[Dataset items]
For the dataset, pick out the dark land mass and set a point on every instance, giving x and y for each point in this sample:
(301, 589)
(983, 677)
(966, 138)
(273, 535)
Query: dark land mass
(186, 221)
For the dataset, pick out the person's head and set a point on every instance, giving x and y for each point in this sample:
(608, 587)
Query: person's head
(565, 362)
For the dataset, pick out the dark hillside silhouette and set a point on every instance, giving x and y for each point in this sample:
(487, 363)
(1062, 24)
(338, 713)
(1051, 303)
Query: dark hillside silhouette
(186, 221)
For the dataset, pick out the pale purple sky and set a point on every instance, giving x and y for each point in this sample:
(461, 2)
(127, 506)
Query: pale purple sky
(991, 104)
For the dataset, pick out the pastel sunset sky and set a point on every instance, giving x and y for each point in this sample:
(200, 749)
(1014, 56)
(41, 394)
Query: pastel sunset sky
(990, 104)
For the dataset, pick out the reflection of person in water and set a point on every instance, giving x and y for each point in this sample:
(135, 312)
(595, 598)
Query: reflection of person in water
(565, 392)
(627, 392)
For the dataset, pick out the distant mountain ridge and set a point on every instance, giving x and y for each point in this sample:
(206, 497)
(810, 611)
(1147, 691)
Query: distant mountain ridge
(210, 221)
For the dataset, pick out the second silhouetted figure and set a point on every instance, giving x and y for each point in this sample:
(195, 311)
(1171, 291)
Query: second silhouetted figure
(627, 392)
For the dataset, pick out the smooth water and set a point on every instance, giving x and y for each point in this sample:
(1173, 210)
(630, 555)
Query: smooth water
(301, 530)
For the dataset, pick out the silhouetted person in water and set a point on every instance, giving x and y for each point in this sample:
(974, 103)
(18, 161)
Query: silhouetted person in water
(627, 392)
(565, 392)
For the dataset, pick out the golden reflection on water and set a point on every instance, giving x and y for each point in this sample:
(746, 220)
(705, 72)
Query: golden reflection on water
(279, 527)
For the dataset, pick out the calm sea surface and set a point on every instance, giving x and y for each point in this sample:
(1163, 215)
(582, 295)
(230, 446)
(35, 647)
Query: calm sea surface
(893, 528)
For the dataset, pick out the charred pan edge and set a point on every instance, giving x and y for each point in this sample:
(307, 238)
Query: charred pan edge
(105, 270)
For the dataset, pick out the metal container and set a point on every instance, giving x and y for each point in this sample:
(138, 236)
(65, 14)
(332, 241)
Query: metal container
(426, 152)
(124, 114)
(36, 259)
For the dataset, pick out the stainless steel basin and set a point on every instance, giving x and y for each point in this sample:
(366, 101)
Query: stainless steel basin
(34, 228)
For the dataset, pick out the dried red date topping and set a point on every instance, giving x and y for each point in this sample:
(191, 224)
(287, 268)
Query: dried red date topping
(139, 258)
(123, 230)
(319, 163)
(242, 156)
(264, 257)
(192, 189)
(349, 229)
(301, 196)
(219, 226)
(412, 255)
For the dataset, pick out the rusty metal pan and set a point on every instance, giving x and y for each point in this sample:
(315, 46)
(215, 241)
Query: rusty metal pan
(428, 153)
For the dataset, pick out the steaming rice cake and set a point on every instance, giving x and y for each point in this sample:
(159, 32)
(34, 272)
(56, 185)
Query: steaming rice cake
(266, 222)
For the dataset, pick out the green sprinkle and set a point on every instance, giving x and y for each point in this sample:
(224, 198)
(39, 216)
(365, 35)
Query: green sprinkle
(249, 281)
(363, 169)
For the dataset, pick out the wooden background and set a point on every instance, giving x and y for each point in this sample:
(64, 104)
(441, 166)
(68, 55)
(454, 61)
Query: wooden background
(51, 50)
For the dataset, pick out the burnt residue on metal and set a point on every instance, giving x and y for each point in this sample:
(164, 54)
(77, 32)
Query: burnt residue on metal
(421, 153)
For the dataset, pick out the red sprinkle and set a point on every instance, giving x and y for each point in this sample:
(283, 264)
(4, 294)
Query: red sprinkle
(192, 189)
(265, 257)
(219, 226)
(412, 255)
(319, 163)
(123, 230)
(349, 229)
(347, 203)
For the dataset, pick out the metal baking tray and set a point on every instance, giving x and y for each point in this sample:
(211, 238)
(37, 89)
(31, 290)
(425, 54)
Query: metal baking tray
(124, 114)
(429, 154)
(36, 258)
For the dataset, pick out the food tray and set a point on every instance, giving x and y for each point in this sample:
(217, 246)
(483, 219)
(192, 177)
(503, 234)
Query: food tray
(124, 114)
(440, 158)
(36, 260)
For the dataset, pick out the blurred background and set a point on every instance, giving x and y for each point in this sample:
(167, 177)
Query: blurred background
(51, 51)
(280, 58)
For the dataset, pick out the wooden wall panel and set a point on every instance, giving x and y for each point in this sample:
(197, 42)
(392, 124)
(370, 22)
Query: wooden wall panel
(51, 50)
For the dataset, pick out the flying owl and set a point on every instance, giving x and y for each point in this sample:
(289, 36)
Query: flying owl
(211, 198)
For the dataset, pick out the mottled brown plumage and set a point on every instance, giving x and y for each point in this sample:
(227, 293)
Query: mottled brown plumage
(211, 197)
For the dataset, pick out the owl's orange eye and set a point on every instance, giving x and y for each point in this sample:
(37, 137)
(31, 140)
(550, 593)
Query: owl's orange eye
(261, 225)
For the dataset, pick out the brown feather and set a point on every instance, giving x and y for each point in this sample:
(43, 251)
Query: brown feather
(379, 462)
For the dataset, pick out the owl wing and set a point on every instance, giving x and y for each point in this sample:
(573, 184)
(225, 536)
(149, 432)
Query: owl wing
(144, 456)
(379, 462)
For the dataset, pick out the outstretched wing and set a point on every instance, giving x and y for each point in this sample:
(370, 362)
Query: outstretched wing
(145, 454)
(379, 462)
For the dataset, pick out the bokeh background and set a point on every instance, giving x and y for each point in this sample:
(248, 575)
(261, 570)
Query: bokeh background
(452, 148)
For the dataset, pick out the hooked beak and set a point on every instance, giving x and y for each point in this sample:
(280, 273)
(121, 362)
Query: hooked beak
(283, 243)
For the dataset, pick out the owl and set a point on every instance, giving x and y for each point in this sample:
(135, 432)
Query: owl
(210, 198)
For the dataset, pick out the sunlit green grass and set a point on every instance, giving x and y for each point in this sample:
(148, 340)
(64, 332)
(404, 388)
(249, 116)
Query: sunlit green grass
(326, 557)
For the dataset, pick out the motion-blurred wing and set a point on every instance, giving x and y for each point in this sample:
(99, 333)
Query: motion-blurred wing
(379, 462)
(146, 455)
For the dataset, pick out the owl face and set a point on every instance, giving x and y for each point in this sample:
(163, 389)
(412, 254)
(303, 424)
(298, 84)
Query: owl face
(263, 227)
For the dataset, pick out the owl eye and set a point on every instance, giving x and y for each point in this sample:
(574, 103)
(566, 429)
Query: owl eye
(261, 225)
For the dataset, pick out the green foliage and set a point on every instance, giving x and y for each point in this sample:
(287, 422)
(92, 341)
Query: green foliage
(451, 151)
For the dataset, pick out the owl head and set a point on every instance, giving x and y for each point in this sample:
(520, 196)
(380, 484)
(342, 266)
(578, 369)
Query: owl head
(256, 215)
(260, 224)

- **EXERCISE DESCRIPTION**:
Quote all of the records above word for word, leaving every line unchanged.

- **OUTPUT FOR THIS EXERCISE**:
For the dataset, pick out the dark land mass and set a point on every instance, giving x and y for each point in this sample:
(301, 589)
(983, 677)
(966, 138)
(273, 535)
Query: dark land mass
(186, 221)
For the dataset, pick out the person's head and set a point on every instance, giving x and y for each point in this sample:
(608, 587)
Query: person's head
(565, 362)
For the dataset, pick out the dark hillside silhouette and set a point on every instance, giving x and y for each point in this sample:
(487, 363)
(1062, 24)
(338, 713)
(1051, 303)
Query: dark hillside silhouette
(186, 221)
For the dataset, pick out the pale purple sky and set a point on every instance, giving x and y for each point in this sample:
(461, 2)
(127, 506)
Query: pale purple sky
(991, 104)
For the dataset, pick out the pastel sunset sky and set a point on every instance, giving x and y for each point in this sample:
(200, 749)
(1014, 56)
(41, 394)
Query: pastel sunset sky
(990, 104)
For the dataset, pick out the reflection of person in water and set a point on every instance, giving x and y for each point in this sample:
(135, 312)
(595, 598)
Query: reflection of person in water
(565, 392)
(627, 392)
For the dataset, pick out the distant mountain ridge and set a point on every instance, giving x and y for each point in this sample:
(206, 497)
(810, 611)
(1147, 691)
Query: distant mountain ridge
(210, 221)
For the dataset, pick out the second silhouetted figure and set a point on every instance, giving x and y for each point in this sample:
(195, 311)
(1171, 291)
Query: second silhouetted figure
(627, 392)
For the dataset, pick out the smooth water and set a point on every instance, giving x and y for each point in this sample:
(1173, 210)
(630, 555)
Query: smooth water
(301, 530)
For the dataset, pick out the silhouetted person in water and set a point on every instance, giving x and y for each point in this sample:
(974, 103)
(18, 161)
Query: silhouetted person in water
(627, 392)
(565, 392)
For the dataset, pick out the golden reflection on water and set a point on every instance, giving x and y for each point in this sample:
(746, 220)
(705, 72)
Query: golden reflection on water
(279, 527)
For the dataset, pick out the calm sea surface and set a point on every instance, giving x and y for each point in this sample:
(1163, 215)
(582, 295)
(230, 446)
(35, 647)
Query: calm sea surface
(893, 528)
For the dataset, pick out the charred pan edge and set a point on every instance, giving x and y for each point in this sample:
(307, 238)
Query: charred pan edge
(105, 270)
For the dataset, pick out the metal container and set a point on every instance, giving x and y for each point in this sample:
(138, 236)
(65, 14)
(332, 241)
Query: metal container
(426, 152)
(124, 114)
(36, 259)
For the dataset, pick out the stainless steel basin and set a point on every instance, giving x and y for each point in this sample:
(366, 101)
Query: stainless steel basin
(34, 228)
For the dataset, pick out the dried red date topping and set a point on every instance, giving x and y for each point in this sample:
(191, 224)
(287, 268)
Query: dried red date topping
(139, 258)
(123, 230)
(319, 163)
(242, 156)
(264, 257)
(192, 189)
(349, 229)
(301, 196)
(219, 226)
(412, 255)
For the dataset, pick out the rusty metal pan and set a point on every instance, giving x and y for each point in this sample:
(315, 46)
(215, 241)
Query: rusty metal pan
(428, 153)
For the dataset, pick out the steaming rice cake and set a point on every instance, giving x and y for each point in this sample:
(159, 32)
(34, 272)
(56, 185)
Query: steaming rice cake
(266, 222)
For the dataset, pick out the green sprinkle and set a point on every instance, giving x and y for each point in this sample:
(224, 198)
(39, 216)
(365, 35)
Query: green sprinkle
(249, 281)
(363, 169)
For the dataset, pick out the wooden background and set a point on every instance, giving x and y for each point in this sample:
(64, 104)
(441, 166)
(68, 55)
(454, 61)
Query: wooden background
(51, 50)
For the dataset, pick out the burnt residue on metal and set a point on every instance, giving x and y for each point in this sample:
(164, 54)
(77, 32)
Query: burnt residue on metal
(421, 153)
For the dataset, pick out the red sprinkle and set a point on every instance, giving x and y for each point in this sample:
(283, 264)
(4, 294)
Query: red sprinkle
(192, 189)
(265, 257)
(219, 226)
(412, 255)
(319, 163)
(123, 230)
(349, 229)
(347, 203)
For the dataset, pick out the metal baking tray and set a point on every instance, giving x and y for each point in this sample:
(211, 238)
(37, 89)
(31, 290)
(425, 54)
Query: metal baking tray
(124, 114)
(429, 154)
(36, 258)
For the dataset, pick out the food tray and set a point on every instance, giving x and y for each point in this sample:
(217, 246)
(483, 219)
(192, 177)
(503, 234)
Query: food tray
(124, 114)
(440, 158)
(36, 260)
For the dataset, pick out the blurred background and set a point on every instance, giving x and y for each point in this sample:
(167, 177)
Query: blurred background
(51, 51)
(280, 58)
For the dataset, pick out the wooden wall panel and set a point on every instance, giving x and y for each point in this sample:
(197, 42)
(392, 124)
(370, 22)
Query: wooden wall panel
(51, 50)
For the dataset, pick out the flying owl and set a point on every instance, giving x and y for each point in this sample:
(289, 36)
Query: flying owl
(211, 198)
For the dataset, pick out the mottled brown plumage and set a point on every instance, giving x and y for each point in this sample:
(227, 293)
Query: mottled brown plumage
(211, 197)
For the dataset, pick out the owl's orange eye and set a point on every instance, giving x and y for each point in this sample:
(37, 137)
(31, 140)
(550, 593)
Query: owl's orange eye
(261, 225)
For the dataset, pick out the brown feather and set a point on every instance, giving x and y for each point in this sample:
(43, 251)
Query: brown feather
(379, 462)
For the dataset, pick out the owl wing and set a point on every instance, giving x and y for each point in this sample:
(573, 184)
(225, 536)
(149, 432)
Query: owl wing
(144, 456)
(379, 462)
For the dataset, pick out the outstretched wing and set a point on every instance, giving x and y for each point in this sample:
(370, 362)
Query: outstretched wing
(145, 454)
(379, 462)
For the dataset, pick out the bokeh background and set a point on every instance, giving x and y for each point in this sample:
(248, 575)
(261, 570)
Query: bokeh background
(452, 148)
For the dataset, pick out the hooked beak and set a point on every instance, giving x and y for each point in this sample:
(280, 273)
(121, 362)
Query: hooked beak
(283, 243)
For the dataset, pick out the owl and set a point on every instance, giving x and y for each point in this sample:
(135, 432)
Query: owl
(210, 198)
For the dataset, pick out the sunlit green grass and set a point on every instance, giving x and y for each point in this sample:
(148, 340)
(64, 332)
(404, 388)
(249, 116)
Query: sunlit green grass
(326, 557)
For the dataset, pick out the motion-blurred wing and set a point on every instance, giving x and y for each point in this sample:
(99, 333)
Query: motion-blurred wing
(379, 462)
(146, 455)
For the dataset, pick out the owl face and set a point on every instance, giving x and y for each point in this sample:
(163, 389)
(412, 254)
(303, 424)
(298, 84)
Query: owl face
(263, 227)
For the dataset, pick out the owl eye and set a point on every instance, giving x and y for each point in this sample:
(574, 103)
(566, 429)
Query: owl eye
(261, 225)
For the dataset, pick out the green foliage and set a point on every instance, giving x and y for each point in this sample:
(287, 422)
(92, 341)
Query: green foliage
(451, 151)
For the dataset, pick out the owl head and set a point on every instance, giving x and y for each point in this sample:
(520, 196)
(380, 484)
(342, 266)
(578, 369)
Query: owl head
(256, 215)
(260, 224)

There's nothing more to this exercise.